**To do**. Print every line below without adding or leaving out a single word.

**Data for analysis**.
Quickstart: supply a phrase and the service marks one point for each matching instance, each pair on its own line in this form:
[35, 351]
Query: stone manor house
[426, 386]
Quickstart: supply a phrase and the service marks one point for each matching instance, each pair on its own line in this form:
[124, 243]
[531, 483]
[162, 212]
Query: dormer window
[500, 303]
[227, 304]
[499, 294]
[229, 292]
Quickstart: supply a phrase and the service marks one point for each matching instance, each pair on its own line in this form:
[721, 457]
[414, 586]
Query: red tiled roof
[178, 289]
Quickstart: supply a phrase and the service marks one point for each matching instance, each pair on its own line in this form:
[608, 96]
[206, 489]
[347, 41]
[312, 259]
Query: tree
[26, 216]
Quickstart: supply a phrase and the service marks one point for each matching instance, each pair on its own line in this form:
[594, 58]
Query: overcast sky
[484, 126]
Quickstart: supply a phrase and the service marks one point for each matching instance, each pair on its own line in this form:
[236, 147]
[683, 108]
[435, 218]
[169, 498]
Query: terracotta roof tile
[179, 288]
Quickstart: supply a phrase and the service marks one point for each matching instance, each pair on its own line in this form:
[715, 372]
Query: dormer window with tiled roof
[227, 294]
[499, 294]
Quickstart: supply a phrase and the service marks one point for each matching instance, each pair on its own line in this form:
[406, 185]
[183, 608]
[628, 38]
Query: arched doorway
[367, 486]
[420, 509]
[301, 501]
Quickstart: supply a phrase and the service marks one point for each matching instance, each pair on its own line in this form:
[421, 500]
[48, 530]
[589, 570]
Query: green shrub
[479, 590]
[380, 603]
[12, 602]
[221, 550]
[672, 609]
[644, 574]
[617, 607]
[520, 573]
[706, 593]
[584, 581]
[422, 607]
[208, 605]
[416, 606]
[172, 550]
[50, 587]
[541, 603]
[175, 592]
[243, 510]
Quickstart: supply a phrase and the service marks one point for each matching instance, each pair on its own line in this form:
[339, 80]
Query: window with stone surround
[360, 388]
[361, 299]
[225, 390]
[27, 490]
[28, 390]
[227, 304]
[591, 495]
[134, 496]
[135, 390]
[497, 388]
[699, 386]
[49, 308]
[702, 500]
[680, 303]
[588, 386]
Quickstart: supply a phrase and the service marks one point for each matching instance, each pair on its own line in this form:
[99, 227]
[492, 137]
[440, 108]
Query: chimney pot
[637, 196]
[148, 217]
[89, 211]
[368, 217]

**Expected answer**.
Quickstart: supply a phrase and the service marks one point for each matching instance, each pair on its own line in this form:
[35, 351]
Query: stone manor house
[426, 386]
Quickstart: supply a phrase and the service marks one point for each matching instance, each pair on its own line in this form:
[124, 243]
[531, 483]
[162, 212]
Query: dormer window
[500, 303]
[227, 304]
[499, 294]
[229, 292]
Quickstart: supply a phrase and the service marks one point for each matching instance, each pair on its own line in this form:
[721, 457]
[414, 586]
Query: red tiled roof
[178, 289]
Quickstart: supply a phrase and the service marks one point for each matching instance, each pair on its own line in this form:
[608, 96]
[206, 489]
[347, 41]
[312, 259]
Query: tree
[26, 216]
Quickstart: supply a phrase and the service marks one point for each matching instance, each pair on its own line in this form:
[594, 58]
Query: overcast sky
[484, 126]
Quickstart: supply a phrase and the service marks one point for each matching instance, each pair on its own line in this form:
[236, 147]
[683, 108]
[435, 218]
[169, 498]
Query: terracotta roof tile
[179, 288]
Quickstart: supply a phrase and the service marks one point for each matching instance, each pair on its own line in this form:
[715, 372]
Query: dormer window with tiled roof
[227, 294]
[499, 294]
Quickstart: supply a phrase and the service marks one point for each matching instance, each pair on its own line in this form:
[406, 185]
[183, 608]
[628, 38]
Query: arched doorway
[367, 486]
[420, 509]
[301, 501]
Quickstart: supply a phrase and the service marks one point for each matching instance, each pair on its own line in this form:
[421, 500]
[48, 530]
[589, 570]
Query: green shrub
[479, 590]
[380, 603]
[12, 602]
[221, 550]
[672, 609]
[644, 574]
[617, 607]
[520, 573]
[706, 593]
[584, 581]
[422, 607]
[208, 605]
[416, 606]
[172, 550]
[50, 587]
[541, 603]
[175, 592]
[243, 510]
Quickstart: supply a phrase and the service marks one point for each matching instance, each pair on its own line in this form:
[339, 80]
Query: window with stone surround
[360, 388]
[361, 299]
[225, 390]
[27, 490]
[28, 390]
[227, 304]
[591, 495]
[134, 496]
[135, 390]
[497, 388]
[699, 386]
[49, 308]
[702, 500]
[680, 303]
[588, 386]
Quickstart: supply a phrase and the service marks one point for each matching instance, each pair on its own line in this form:
[99, 227]
[492, 137]
[440, 108]
Query: chimney pot
[637, 196]
[148, 217]
[89, 211]
[368, 217]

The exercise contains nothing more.